Each entry in the listing below should be returned precisely as it is.

EXERCISE MATERIALS Block Start

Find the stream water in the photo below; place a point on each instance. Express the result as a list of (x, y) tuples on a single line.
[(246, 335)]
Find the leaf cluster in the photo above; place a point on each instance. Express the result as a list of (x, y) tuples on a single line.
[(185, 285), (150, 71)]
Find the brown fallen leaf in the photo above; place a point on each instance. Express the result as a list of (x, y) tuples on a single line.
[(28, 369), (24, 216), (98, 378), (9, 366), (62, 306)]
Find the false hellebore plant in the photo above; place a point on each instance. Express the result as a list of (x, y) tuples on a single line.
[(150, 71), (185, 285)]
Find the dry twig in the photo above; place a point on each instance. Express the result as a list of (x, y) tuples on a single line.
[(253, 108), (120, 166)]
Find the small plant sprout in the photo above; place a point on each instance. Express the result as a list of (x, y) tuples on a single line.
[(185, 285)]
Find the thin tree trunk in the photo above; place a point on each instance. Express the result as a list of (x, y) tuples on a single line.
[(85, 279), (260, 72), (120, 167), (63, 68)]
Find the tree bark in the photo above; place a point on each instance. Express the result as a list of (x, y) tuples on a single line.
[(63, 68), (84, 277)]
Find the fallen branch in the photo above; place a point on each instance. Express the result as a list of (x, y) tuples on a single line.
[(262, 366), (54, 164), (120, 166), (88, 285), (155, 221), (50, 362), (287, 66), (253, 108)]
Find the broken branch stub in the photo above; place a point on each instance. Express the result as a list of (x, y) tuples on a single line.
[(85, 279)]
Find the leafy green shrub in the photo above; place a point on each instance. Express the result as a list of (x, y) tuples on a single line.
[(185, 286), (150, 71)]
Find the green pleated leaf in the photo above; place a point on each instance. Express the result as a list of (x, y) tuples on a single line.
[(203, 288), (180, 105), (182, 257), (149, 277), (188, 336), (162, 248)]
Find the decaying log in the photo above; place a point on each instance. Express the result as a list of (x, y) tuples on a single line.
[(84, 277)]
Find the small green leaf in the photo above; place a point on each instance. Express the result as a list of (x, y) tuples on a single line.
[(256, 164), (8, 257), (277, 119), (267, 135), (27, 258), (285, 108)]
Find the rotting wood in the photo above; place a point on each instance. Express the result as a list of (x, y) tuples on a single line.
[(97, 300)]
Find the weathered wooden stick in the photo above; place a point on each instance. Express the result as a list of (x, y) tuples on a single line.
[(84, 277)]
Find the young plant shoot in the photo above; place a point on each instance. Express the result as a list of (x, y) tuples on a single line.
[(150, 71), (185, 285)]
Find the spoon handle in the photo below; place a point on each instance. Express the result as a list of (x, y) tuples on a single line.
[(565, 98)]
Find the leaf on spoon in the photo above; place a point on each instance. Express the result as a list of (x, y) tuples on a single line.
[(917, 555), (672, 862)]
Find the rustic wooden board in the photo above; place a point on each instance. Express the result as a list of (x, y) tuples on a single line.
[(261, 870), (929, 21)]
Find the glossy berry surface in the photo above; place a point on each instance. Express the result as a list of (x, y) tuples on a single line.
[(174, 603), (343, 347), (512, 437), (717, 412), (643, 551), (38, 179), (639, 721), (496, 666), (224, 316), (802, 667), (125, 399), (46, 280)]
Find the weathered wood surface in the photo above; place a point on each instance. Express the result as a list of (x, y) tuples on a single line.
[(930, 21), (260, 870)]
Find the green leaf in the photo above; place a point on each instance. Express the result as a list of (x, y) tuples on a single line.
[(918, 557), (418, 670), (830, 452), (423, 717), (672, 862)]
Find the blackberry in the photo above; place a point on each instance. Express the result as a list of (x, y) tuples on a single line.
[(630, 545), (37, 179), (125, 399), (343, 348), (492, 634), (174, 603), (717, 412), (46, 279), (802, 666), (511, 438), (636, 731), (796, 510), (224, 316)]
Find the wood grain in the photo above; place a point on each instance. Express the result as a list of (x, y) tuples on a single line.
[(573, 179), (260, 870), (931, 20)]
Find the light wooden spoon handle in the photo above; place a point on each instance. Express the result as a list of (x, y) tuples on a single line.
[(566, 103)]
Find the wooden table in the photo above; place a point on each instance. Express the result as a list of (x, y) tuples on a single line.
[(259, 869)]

EXERCISE MATERIALS Block End

= TASK RESPONSE =
Find the stream water in the photo below; place a point on each instance. Express the result as a list of (x, y) tuples on a single line.
[(246, 335)]
Find the leaf cluster in the photo above; place a point on each instance. Express the result as a list of (x, y) tuples on a single line.
[(185, 285), (150, 71)]
Find the brown fallen leaf in the photo above; place a point on each instance. Express the result as a list of (x, y) tuples on a single line.
[(28, 369), (24, 216), (98, 378), (9, 366), (62, 306)]
Find the false hellebore plant in the photo above; place a point on each instance. Express the result as a list of (x, y) tuples on a single line.
[(150, 71), (185, 285)]
Find the dry twig in the photo above; place a point on each instance. Express the result as a list of (x, y) tuples on a single line.
[(253, 108), (120, 166)]
Find the small plant sprout in the photo above; place a point on each instance. Express the result as a list of (x, y) tuples on a single line.
[(185, 285)]
Find the thin tree trunk in the photo above; place a point on each instance. Express the result as a list of (x, y) tuples on a single line.
[(85, 279), (260, 72), (120, 167), (63, 68)]
Find the tree bark in the photo above; place a point on each instance. Express the result as a list of (x, y) tuples on a single line.
[(63, 68), (84, 277)]
Find the fallen branch in the photo above; place a point on each instance. Express the result as a list of (x, y) tuples on a single line.
[(262, 366), (54, 164), (120, 166), (88, 285), (155, 221), (50, 362), (287, 66), (253, 108)]
Find the broken branch stub in the photo above; place a point on each instance. Express the result as a list of (x, y) tuples on a single line.
[(85, 279)]
Find the leafy green shrub in the photo above; place a point on each instance. Express the result as a list of (x, y) tuples on a single line.
[(185, 286), (150, 71)]
Find the green pleated leaf in the photo above; place a point on each instance. Express the result as a list of (x, y) tuples on a single line.
[(203, 288), (180, 105), (182, 257), (149, 277), (188, 336), (162, 248)]
Find the decaying log in the photo above; place a point on each instance. Express the result as a list of (x, y) tuples on a single line.
[(84, 277)]
Find the small green leaf in the photo above; place a point on each instance. Express the result as a list of (x, y) tuples on a single line.
[(256, 164), (8, 257), (277, 119), (267, 135), (27, 258), (285, 108)]
Find the rotting wood in the photo above; place a point on each instance. Express the result as a list of (x, y) tuples on a single line.
[(97, 300)]
Find the weathered wooden stick in the photo above; place a point on each instance. Express the result as a list of (x, y) tuples on a single line.
[(84, 277)]
Find the young plant shoot in the photo above; place a point on each instance. Express the result as a list of (x, y) tuples on a single line.
[(150, 71), (185, 285)]
Find the spoon handle in the photo below; place a point on each instance. Express the result as a list of (x, y) tuples on a single line.
[(565, 98)]
Find the leaf on spoon in the photo above; place a point on each instance. Express the result as a list of (x, y) tuples on a single line.
[(917, 555), (672, 862)]
Find the rustic wooden board in the photo above; place a point on each instance. Express the result as a list of (x, y) tuples on a single line.
[(261, 870), (929, 21)]
Find the glossy berry surface in the photo above; place a point on each instance. Express the result as a list of (x, y) tuples on a single line.
[(174, 603), (343, 347), (512, 437), (717, 412), (643, 551), (38, 179), (639, 721), (496, 666), (224, 316), (802, 667), (125, 399), (46, 280)]
Find the weathered wood surface in the photo above; place a point on each instance. Express the result as a list of (x, y) tuples on a single line.
[(930, 21), (260, 870)]
Find the green leaf in the photo above; place a point on each instance. Express the result as a list of (x, y) tuples on a single line.
[(918, 557), (418, 670), (830, 452), (423, 717), (672, 862)]
Find the blackberry in the photo above; place a point on each instance. Express the result as a list of (x, y) tuples on a single line.
[(630, 545), (37, 179), (125, 399), (343, 348), (492, 634), (174, 603), (717, 412), (46, 279), (802, 666), (511, 438), (636, 731), (796, 510), (224, 316)]
Find the wood grain in the photo above; place a point on each instance. Express the result as a list of (x, y) tuples on a single line.
[(573, 179), (260, 870), (931, 20)]
Find the light wooden spoon handle in the photo above; place a point on each instance. Express the result as a list of (x, y) tuples on a single line.
[(566, 103)]
Find the wooden table in the photo above; place a point on each instance. Express the result as a list of (x, y) tuples on a single line.
[(259, 869)]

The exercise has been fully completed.